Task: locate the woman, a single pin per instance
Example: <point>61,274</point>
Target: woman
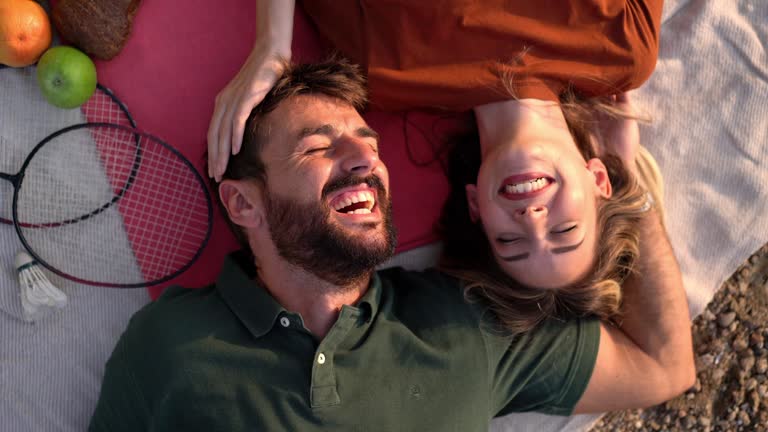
<point>535,74</point>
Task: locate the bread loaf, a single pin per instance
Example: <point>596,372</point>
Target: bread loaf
<point>99,28</point>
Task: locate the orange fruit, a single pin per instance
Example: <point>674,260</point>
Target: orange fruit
<point>25,32</point>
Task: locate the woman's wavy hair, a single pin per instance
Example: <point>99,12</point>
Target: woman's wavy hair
<point>467,254</point>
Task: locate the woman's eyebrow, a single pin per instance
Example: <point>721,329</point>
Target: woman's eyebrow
<point>558,250</point>
<point>564,249</point>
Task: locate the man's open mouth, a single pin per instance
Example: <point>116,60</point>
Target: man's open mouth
<point>355,202</point>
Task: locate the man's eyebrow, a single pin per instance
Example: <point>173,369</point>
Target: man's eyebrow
<point>325,129</point>
<point>330,131</point>
<point>366,132</point>
<point>559,250</point>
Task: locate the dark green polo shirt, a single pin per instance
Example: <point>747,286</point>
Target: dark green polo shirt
<point>412,355</point>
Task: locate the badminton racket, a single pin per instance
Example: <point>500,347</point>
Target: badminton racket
<point>87,189</point>
<point>102,107</point>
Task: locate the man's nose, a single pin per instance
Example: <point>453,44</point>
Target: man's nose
<point>358,156</point>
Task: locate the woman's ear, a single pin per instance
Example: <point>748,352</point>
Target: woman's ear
<point>474,209</point>
<point>602,180</point>
<point>243,201</point>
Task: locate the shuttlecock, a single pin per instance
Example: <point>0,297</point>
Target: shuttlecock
<point>37,292</point>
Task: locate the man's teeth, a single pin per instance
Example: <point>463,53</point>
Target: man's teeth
<point>365,197</point>
<point>529,186</point>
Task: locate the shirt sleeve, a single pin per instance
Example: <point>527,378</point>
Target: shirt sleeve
<point>121,405</point>
<point>546,370</point>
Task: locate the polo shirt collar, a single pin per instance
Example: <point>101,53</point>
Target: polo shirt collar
<point>251,303</point>
<point>256,308</point>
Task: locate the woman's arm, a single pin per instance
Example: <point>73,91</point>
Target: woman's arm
<point>647,358</point>
<point>274,34</point>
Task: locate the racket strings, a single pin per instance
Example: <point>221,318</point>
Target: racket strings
<point>156,224</point>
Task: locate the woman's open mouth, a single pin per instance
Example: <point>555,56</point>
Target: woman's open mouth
<point>525,186</point>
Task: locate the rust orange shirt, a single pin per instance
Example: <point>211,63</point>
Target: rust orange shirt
<point>457,54</point>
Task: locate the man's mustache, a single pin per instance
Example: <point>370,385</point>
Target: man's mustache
<point>372,180</point>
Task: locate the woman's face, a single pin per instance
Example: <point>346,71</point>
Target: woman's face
<point>536,197</point>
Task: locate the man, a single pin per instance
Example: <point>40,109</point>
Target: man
<point>304,335</point>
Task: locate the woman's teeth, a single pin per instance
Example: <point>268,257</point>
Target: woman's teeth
<point>529,186</point>
<point>356,203</point>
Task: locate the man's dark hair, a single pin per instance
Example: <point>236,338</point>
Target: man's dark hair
<point>335,77</point>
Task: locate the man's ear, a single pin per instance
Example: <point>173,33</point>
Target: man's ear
<point>243,201</point>
<point>602,180</point>
<point>474,209</point>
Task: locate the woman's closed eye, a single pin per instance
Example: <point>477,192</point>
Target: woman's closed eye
<point>564,230</point>
<point>314,150</point>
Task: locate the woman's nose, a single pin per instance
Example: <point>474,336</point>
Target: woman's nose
<point>530,214</point>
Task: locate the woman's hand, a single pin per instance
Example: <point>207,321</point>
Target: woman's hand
<point>274,25</point>
<point>234,104</point>
<point>621,136</point>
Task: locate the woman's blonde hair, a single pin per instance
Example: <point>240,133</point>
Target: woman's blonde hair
<point>519,308</point>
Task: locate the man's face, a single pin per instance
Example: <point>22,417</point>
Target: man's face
<point>327,200</point>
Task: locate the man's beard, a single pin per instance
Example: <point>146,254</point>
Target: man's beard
<point>304,236</point>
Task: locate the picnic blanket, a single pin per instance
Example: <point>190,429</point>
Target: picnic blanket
<point>709,135</point>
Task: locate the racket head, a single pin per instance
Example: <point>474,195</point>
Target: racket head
<point>102,107</point>
<point>108,205</point>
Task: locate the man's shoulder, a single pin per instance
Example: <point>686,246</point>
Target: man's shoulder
<point>421,281</point>
<point>177,312</point>
<point>430,290</point>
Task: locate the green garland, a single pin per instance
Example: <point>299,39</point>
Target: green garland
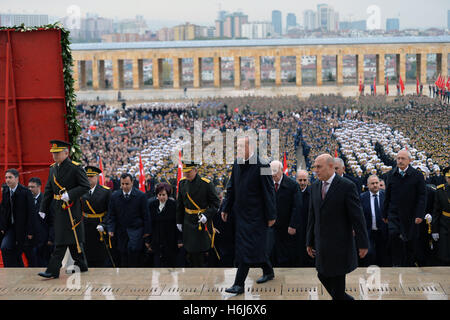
<point>73,125</point>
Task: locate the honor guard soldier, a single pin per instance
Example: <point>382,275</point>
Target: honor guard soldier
<point>441,219</point>
<point>197,203</point>
<point>94,205</point>
<point>67,182</point>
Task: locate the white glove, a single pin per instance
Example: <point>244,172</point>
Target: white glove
<point>65,197</point>
<point>202,219</point>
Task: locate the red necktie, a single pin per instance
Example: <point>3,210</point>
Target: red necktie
<point>324,189</point>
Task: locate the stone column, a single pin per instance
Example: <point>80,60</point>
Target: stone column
<point>157,72</point>
<point>277,70</point>
<point>319,70</point>
<point>359,68</point>
<point>197,72</point>
<point>101,74</point>
<point>95,80</point>
<point>217,72</point>
<point>442,64</point>
<point>237,72</point>
<point>401,66</point>
<point>257,71</point>
<point>137,74</point>
<point>421,61</point>
<point>76,73</point>
<point>177,72</point>
<point>380,69</point>
<point>339,69</point>
<point>298,70</point>
<point>115,74</point>
<point>82,74</point>
<point>121,75</point>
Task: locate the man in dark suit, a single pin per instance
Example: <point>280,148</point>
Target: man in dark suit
<point>302,178</point>
<point>286,250</point>
<point>372,202</point>
<point>42,226</point>
<point>94,205</point>
<point>67,182</point>
<point>16,223</point>
<point>404,209</point>
<point>128,219</point>
<point>251,199</point>
<point>335,211</point>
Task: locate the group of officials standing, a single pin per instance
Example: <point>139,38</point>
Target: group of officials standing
<point>274,219</point>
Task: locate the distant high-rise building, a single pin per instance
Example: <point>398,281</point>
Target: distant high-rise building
<point>29,20</point>
<point>309,20</point>
<point>257,30</point>
<point>392,24</point>
<point>276,21</point>
<point>327,18</point>
<point>448,19</point>
<point>291,21</point>
<point>360,25</point>
<point>231,25</point>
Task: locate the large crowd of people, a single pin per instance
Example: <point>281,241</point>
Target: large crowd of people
<point>367,133</point>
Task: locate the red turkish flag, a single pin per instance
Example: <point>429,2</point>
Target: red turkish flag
<point>101,177</point>
<point>141,175</point>
<point>180,171</point>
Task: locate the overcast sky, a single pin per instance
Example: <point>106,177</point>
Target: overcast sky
<point>412,13</point>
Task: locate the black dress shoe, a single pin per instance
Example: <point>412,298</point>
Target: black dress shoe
<point>48,275</point>
<point>235,289</point>
<point>265,278</point>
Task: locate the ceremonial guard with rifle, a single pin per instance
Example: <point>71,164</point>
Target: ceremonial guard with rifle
<point>67,182</point>
<point>197,203</point>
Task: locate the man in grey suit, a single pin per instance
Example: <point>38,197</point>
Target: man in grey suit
<point>334,213</point>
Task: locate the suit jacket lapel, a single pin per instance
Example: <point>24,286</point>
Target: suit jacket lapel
<point>331,189</point>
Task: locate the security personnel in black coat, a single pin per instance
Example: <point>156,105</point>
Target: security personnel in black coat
<point>128,219</point>
<point>441,220</point>
<point>286,247</point>
<point>197,203</point>
<point>166,238</point>
<point>67,182</point>
<point>302,178</point>
<point>44,235</point>
<point>334,213</point>
<point>94,205</point>
<point>16,224</point>
<point>251,199</point>
<point>404,209</point>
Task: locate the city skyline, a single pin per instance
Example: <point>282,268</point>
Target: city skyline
<point>172,12</point>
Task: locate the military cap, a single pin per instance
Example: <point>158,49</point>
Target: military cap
<point>92,171</point>
<point>189,165</point>
<point>446,172</point>
<point>58,145</point>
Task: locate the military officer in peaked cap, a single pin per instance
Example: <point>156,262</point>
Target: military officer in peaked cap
<point>94,206</point>
<point>197,203</point>
<point>67,182</point>
<point>441,219</point>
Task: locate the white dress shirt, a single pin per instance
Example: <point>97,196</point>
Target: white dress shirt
<point>372,209</point>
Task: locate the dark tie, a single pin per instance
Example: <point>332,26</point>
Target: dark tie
<point>377,210</point>
<point>324,189</point>
<point>12,206</point>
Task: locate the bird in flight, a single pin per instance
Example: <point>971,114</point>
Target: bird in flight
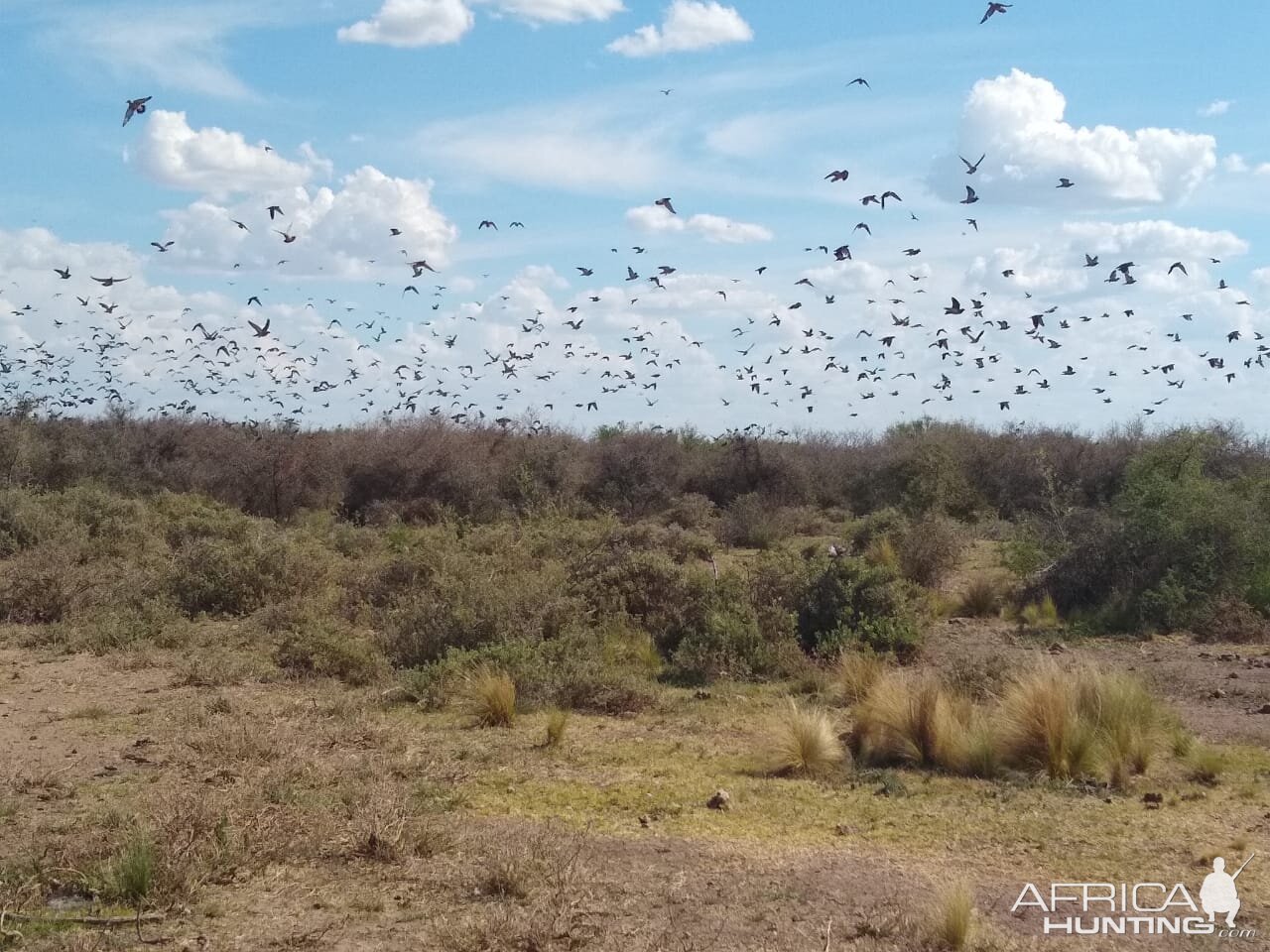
<point>993,8</point>
<point>135,107</point>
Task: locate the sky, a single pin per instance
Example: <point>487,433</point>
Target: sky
<point>358,118</point>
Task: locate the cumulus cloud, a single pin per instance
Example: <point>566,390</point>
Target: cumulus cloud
<point>1017,121</point>
<point>212,160</point>
<point>558,10</point>
<point>712,227</point>
<point>340,232</point>
<point>411,23</point>
<point>689,24</point>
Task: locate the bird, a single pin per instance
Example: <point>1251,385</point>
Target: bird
<point>135,108</point>
<point>970,169</point>
<point>994,8</point>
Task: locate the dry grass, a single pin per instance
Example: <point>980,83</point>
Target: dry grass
<point>910,719</point>
<point>557,724</point>
<point>856,673</point>
<point>952,924</point>
<point>803,740</point>
<point>490,697</point>
<point>980,599</point>
<point>1042,728</point>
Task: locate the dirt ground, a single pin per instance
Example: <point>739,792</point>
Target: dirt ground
<point>81,737</point>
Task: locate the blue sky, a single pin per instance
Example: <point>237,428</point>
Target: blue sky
<point>432,116</point>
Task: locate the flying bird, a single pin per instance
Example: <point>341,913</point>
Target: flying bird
<point>135,107</point>
<point>994,8</point>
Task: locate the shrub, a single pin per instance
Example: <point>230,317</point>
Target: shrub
<point>802,740</point>
<point>490,697</point>
<point>930,548</point>
<point>849,603</point>
<point>752,522</point>
<point>330,651</point>
<point>980,599</point>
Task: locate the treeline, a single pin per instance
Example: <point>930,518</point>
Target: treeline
<point>432,470</point>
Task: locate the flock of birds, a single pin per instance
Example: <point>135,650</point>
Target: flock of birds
<point>257,371</point>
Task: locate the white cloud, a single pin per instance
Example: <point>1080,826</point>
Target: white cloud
<point>338,231</point>
<point>712,227</point>
<point>689,24</point>
<point>558,10</point>
<point>409,23</point>
<point>1017,121</point>
<point>211,160</point>
<point>413,23</point>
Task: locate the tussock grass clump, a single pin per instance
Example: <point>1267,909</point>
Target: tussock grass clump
<point>911,720</point>
<point>557,724</point>
<point>1043,729</point>
<point>802,740</point>
<point>131,875</point>
<point>980,599</point>
<point>1070,724</point>
<point>490,697</point>
<point>952,923</point>
<point>1040,616</point>
<point>856,673</point>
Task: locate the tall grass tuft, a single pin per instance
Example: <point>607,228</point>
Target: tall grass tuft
<point>952,923</point>
<point>802,740</point>
<point>856,674</point>
<point>490,697</point>
<point>910,720</point>
<point>1042,728</point>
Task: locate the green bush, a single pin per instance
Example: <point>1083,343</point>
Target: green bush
<point>849,603</point>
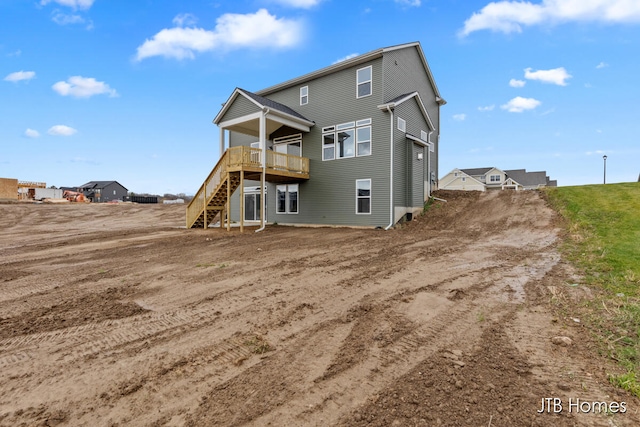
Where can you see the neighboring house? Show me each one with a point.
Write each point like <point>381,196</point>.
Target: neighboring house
<point>352,144</point>
<point>103,191</point>
<point>482,179</point>
<point>9,188</point>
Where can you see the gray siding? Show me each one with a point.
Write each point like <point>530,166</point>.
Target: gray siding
<point>329,196</point>
<point>405,73</point>
<point>409,173</point>
<point>418,176</point>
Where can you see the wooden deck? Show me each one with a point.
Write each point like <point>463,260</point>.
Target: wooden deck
<point>235,165</point>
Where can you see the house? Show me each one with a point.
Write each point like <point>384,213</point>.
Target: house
<point>482,179</point>
<point>8,189</point>
<point>103,191</point>
<point>352,144</point>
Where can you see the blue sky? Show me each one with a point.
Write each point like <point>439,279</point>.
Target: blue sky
<point>127,90</point>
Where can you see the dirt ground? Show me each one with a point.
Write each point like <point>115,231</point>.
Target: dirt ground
<point>116,315</point>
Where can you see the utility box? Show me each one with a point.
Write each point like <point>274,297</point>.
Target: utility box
<point>47,193</point>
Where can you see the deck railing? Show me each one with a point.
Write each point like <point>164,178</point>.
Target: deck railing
<point>236,159</point>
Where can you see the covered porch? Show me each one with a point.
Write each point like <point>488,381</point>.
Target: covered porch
<point>250,114</point>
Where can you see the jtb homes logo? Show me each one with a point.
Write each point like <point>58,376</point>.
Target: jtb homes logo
<point>555,405</point>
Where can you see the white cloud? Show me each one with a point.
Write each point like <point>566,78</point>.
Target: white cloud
<point>556,76</point>
<point>303,4</point>
<point>415,3</point>
<point>75,4</point>
<point>520,104</point>
<point>20,75</point>
<point>351,55</point>
<point>64,19</point>
<point>31,133</point>
<point>232,31</point>
<point>510,16</point>
<point>83,87</point>
<point>61,130</point>
<point>185,19</point>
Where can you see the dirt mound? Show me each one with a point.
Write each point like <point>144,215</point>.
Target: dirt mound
<point>115,315</point>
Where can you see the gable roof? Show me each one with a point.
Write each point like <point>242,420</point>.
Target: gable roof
<point>403,98</point>
<point>261,102</point>
<point>477,171</point>
<point>99,184</point>
<point>347,63</point>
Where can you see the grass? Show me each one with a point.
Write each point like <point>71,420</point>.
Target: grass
<point>604,242</point>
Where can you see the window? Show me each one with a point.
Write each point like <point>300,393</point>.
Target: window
<point>287,199</point>
<point>364,82</point>
<point>363,196</point>
<point>363,141</point>
<point>346,140</point>
<point>346,144</point>
<point>402,125</point>
<point>328,146</point>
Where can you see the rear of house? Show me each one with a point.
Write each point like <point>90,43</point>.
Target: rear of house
<point>368,128</point>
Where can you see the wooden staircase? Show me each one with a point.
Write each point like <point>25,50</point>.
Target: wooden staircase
<point>237,163</point>
<point>218,202</point>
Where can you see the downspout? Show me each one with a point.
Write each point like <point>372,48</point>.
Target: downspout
<point>429,161</point>
<point>263,143</point>
<point>391,220</point>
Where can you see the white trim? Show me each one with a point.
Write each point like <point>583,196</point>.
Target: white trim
<point>247,118</point>
<point>362,59</point>
<point>358,82</point>
<point>287,200</point>
<point>329,146</point>
<point>346,127</point>
<point>425,113</point>
<point>364,197</point>
<point>340,144</point>
<point>417,140</point>
<point>402,125</point>
<point>365,141</point>
<point>287,119</point>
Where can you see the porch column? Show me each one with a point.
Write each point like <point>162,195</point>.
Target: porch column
<point>263,147</point>
<point>222,141</point>
<point>242,201</point>
<point>228,201</point>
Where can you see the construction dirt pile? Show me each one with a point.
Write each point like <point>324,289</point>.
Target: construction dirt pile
<point>116,315</point>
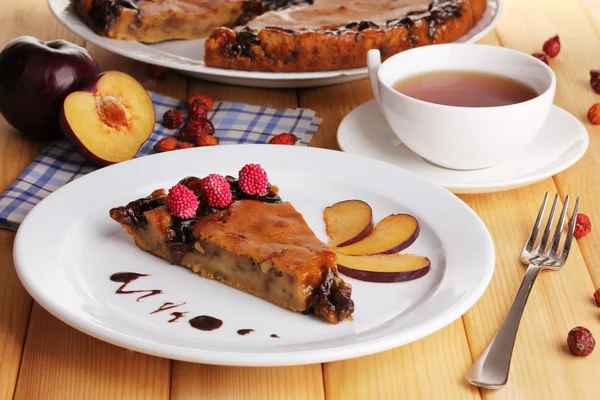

^^^^^^^^^^^^^^^^

■ WRITTEN PROBLEM
Shift every coordinate in the answer points by -144 in the part of the listing that opens with the line containing "Where can you see the utility" and closes with the line containing "<point>115,315</point>", both ends included. Write out all of that part's lines again, requests included.

■ ANSWER TO THE EXERCISE
Where can you see the utility box? Show me each one with a point.
Write each point like <point>274,297</point>.
Target: utility box
<point>-97,49</point>
Where can you see the deck railing? Show me each one with a point.
Write each point like <point>164,178</point>.
Target: deck railing
<point>92,15</point>
Where can you see the covered porch? Show me each one with a point.
Write each point like <point>488,381</point>.
Target: covered porch
<point>106,-30</point>
Where can you see the jtb homes logo? Show me each one with a point.
Write each point like <point>58,376</point>.
Target: jtb homes logo
<point>411,261</point>
Where can you see the white cloud? Show me each one with a point.
Write each point like <point>566,78</point>.
Target: white cloud
<point>412,-68</point>
<point>159,-140</point>
<point>271,-141</point>
<point>-69,-140</point>
<point>376,-40</point>
<point>-124,-69</point>
<point>207,-89</point>
<point>-80,-125</point>
<point>-113,-11</point>
<point>88,-113</point>
<point>366,-128</point>
<point>-61,-57</point>
<point>-83,-14</point>
<point>41,-125</point>
Where can you see the dirt mound? Show me each one with a point.
Write each point like <point>144,215</point>.
Target: dirt mound
<point>-29,171</point>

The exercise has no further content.